Segment Start: ENTRIES PROVIDED

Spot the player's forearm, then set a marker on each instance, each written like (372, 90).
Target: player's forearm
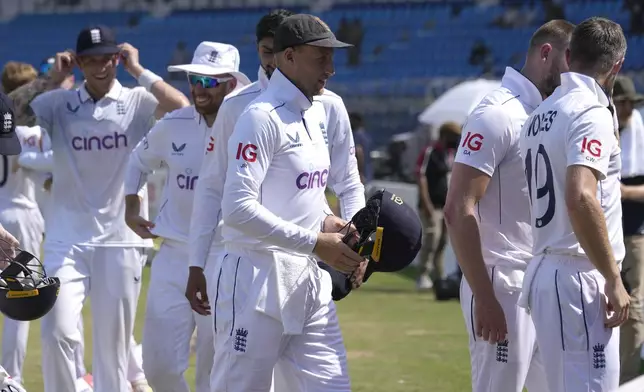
(633, 192)
(169, 98)
(589, 225)
(466, 242)
(206, 213)
(135, 178)
(132, 205)
(42, 162)
(254, 220)
(351, 195)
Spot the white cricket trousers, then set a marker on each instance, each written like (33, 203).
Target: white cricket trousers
(27, 225)
(568, 307)
(249, 343)
(169, 324)
(510, 365)
(111, 278)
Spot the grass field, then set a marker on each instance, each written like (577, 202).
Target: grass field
(397, 340)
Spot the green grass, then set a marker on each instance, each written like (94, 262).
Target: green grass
(397, 340)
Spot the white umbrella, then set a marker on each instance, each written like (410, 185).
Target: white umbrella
(457, 103)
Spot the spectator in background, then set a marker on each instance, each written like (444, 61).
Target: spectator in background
(433, 179)
(481, 55)
(636, 8)
(15, 74)
(631, 129)
(179, 56)
(363, 147)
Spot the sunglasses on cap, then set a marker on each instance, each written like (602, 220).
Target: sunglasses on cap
(206, 81)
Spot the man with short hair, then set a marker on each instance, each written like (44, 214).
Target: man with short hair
(570, 149)
(488, 213)
(273, 303)
(177, 143)
(93, 130)
(205, 231)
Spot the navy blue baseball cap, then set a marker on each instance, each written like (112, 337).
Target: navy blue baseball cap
(305, 29)
(9, 143)
(96, 40)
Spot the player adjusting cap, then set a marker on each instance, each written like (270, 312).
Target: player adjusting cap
(305, 29)
(9, 143)
(390, 232)
(96, 40)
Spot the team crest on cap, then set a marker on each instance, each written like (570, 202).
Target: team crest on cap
(95, 35)
(212, 57)
(8, 123)
(322, 23)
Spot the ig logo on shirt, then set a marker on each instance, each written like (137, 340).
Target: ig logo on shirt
(472, 143)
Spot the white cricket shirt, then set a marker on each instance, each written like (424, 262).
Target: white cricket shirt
(490, 143)
(278, 167)
(18, 185)
(572, 127)
(205, 225)
(176, 142)
(91, 144)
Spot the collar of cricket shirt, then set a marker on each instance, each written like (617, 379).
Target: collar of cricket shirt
(572, 80)
(284, 90)
(262, 78)
(113, 94)
(518, 84)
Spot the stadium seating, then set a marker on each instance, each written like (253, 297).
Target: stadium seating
(411, 51)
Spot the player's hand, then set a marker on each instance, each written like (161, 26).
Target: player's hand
(618, 302)
(140, 226)
(196, 291)
(8, 245)
(63, 65)
(130, 57)
(358, 275)
(489, 320)
(330, 249)
(335, 224)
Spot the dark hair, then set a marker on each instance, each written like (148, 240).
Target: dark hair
(356, 120)
(596, 45)
(557, 32)
(268, 24)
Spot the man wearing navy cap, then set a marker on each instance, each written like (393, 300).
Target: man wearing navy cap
(93, 129)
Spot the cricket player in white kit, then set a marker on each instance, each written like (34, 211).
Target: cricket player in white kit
(19, 214)
(93, 252)
(205, 232)
(488, 214)
(273, 303)
(10, 146)
(571, 153)
(178, 142)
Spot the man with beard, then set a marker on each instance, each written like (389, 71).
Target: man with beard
(91, 250)
(177, 142)
(344, 177)
(487, 213)
(570, 149)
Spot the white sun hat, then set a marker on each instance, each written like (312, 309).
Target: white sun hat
(214, 58)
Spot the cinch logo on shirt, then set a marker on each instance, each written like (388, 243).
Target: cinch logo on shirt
(187, 181)
(309, 180)
(93, 143)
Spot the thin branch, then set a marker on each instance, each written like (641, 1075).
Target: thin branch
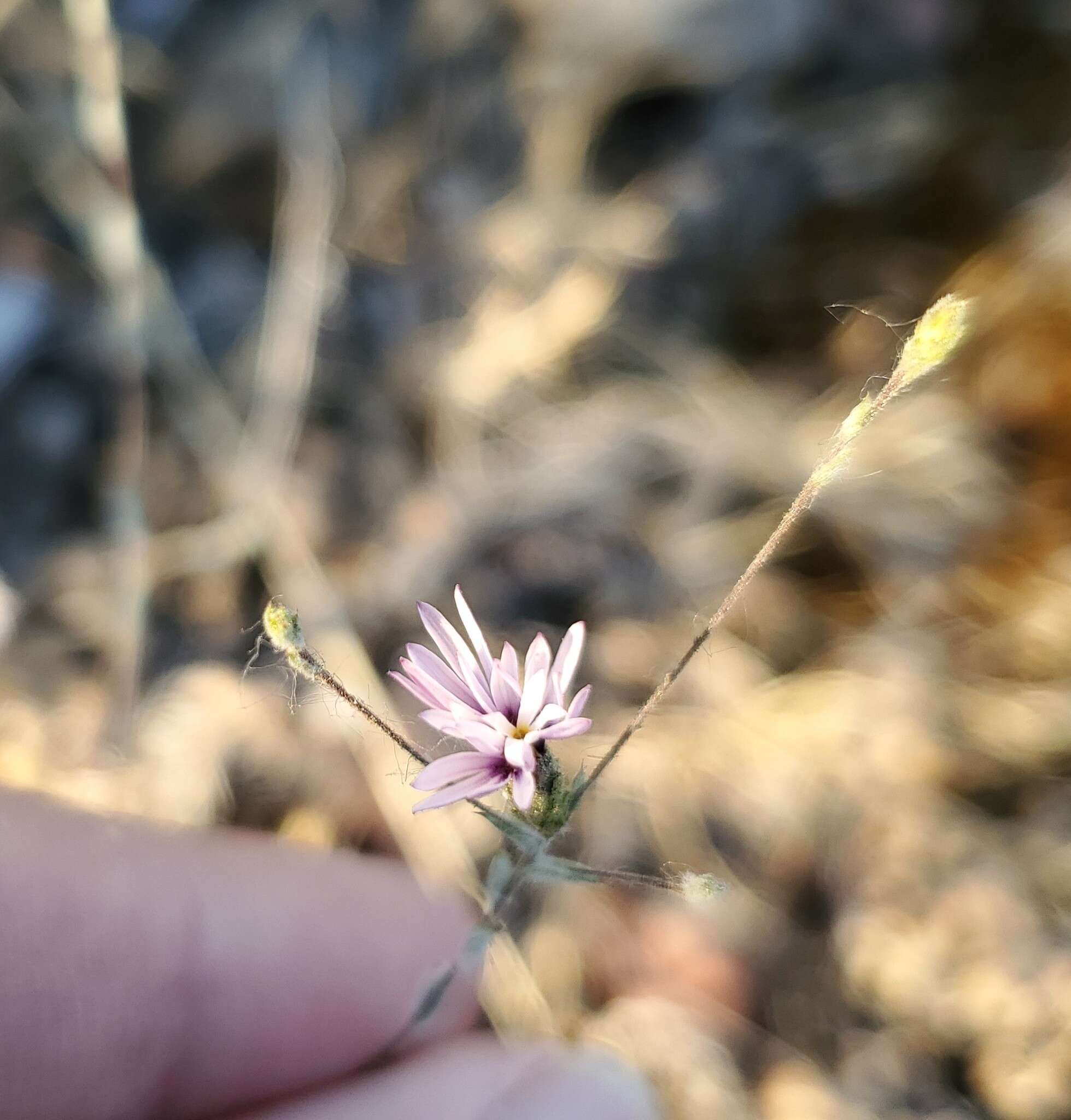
(937, 335)
(111, 229)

Segment End: ENTRIES PROVIDED

WHAT IS NEEDED >> From the first line to the last, repeat the records above exactly, leaving out the pictures.

RESPONSE TO THIS EXERCISE >>
Spot the player's forearm, then set a marker on each instance, each written like (372, 90).
Target: player's forearm
(633, 192)
(169, 98)
(589, 225)
(466, 242)
(206, 213)
(135, 178)
(132, 205)
(42, 162)
(254, 220)
(351, 195)
Spot the white cricket trousers, then set a marker on each instance, each written like (33, 203).
Target: white cricket trousers
(27, 225)
(568, 307)
(249, 343)
(169, 324)
(510, 365)
(111, 278)
Spot the grass field, then set a marker on each instance, each written like (577, 202).
Target: grass field
(397, 340)
Spot the green grass, then set a marker on each instance, each written like (94, 262).
Target: green grass
(397, 340)
Spot the white umbrella, then set a marker on each instance, each written like (410, 185).
Target: white umbrella
(457, 103)
Spot the spectator in background, then set a marker on each instance, each written like (444, 61).
Target: spectator in background
(433, 179)
(481, 55)
(636, 8)
(15, 74)
(631, 129)
(179, 56)
(363, 147)
Spot the sunglasses on cap, then set a marker on each instance, each written like (602, 220).
Target: sunglasses on cap
(206, 81)
Spot the man with short hair, then set a marker on each instance, each written like (44, 214).
Target: man with short hair
(570, 149)
(488, 213)
(273, 303)
(177, 143)
(93, 130)
(205, 231)
Spot the navy blue baseball cap, then set a marker on each instance, each written like (112, 337).
Target: navy blue baseball cap
(305, 29)
(9, 143)
(96, 40)
Spot the player adjusting cap, then set a marker on each instance, each written like (270, 312).
Target: player adjusting cap
(305, 29)
(9, 143)
(390, 232)
(96, 40)
Spot the team crest on cap, then set a marker on each instance, each written like (570, 202).
Target: team crest on cap
(95, 35)
(212, 57)
(8, 123)
(322, 23)
Spot the ig logo on shirt, then set a marker on each instance, each written like (137, 340).
Target: ig logo on shirt
(472, 143)
Spot the white cricket shirt, then set a marker on each instance, each written like (424, 262).
Target: white cricket shirt
(490, 143)
(278, 167)
(18, 185)
(572, 127)
(205, 225)
(176, 142)
(91, 144)
Spot the collar of cricket shirt, then set a marker on each instance, each written like (617, 379).
Target: collar of cricket shirt
(572, 80)
(284, 90)
(262, 78)
(113, 94)
(518, 84)
Spot the stadium seating, then set a marker on each instance, each written like (253, 297).
Target: stadium seating
(411, 51)
Spot the player's hand, then set a marker on each instance, each written like (161, 26).
Target: player's hand
(618, 302)
(140, 226)
(196, 291)
(8, 245)
(63, 65)
(130, 57)
(358, 275)
(489, 320)
(330, 249)
(335, 224)
Spot the dark hair, then set a marker on each instance, each written like (148, 240).
Target: dark hair
(356, 120)
(596, 45)
(557, 32)
(268, 24)
Spot the man wearing navy cap, then set a marker on each instance, each written like (393, 300).
Target: man wearing navy cap
(93, 129)
Spot the cricket player in white kit, then set a marker on each instance, each written like (34, 211).
Target: cricket player in white kit
(19, 214)
(93, 252)
(205, 232)
(488, 214)
(273, 303)
(10, 146)
(571, 153)
(178, 142)
Spot the man with beard, then set a marker on each instance, each written like (389, 71).
Target: man with beard
(91, 250)
(177, 142)
(344, 177)
(487, 213)
(570, 149)
Spot the white sun hat, then set a marker on each instance, each written like (312, 309).
Target: white sun hat
(214, 58)
Spot the cinch logo on shirt, then set a marker on each instance, each written like (388, 243).
Target: cinch logo on shirt
(187, 181)
(309, 180)
(93, 143)
Spot the thin branch, then set a marker on each instance, each written like (641, 1075).
Target: thin branch
(937, 335)
(111, 229)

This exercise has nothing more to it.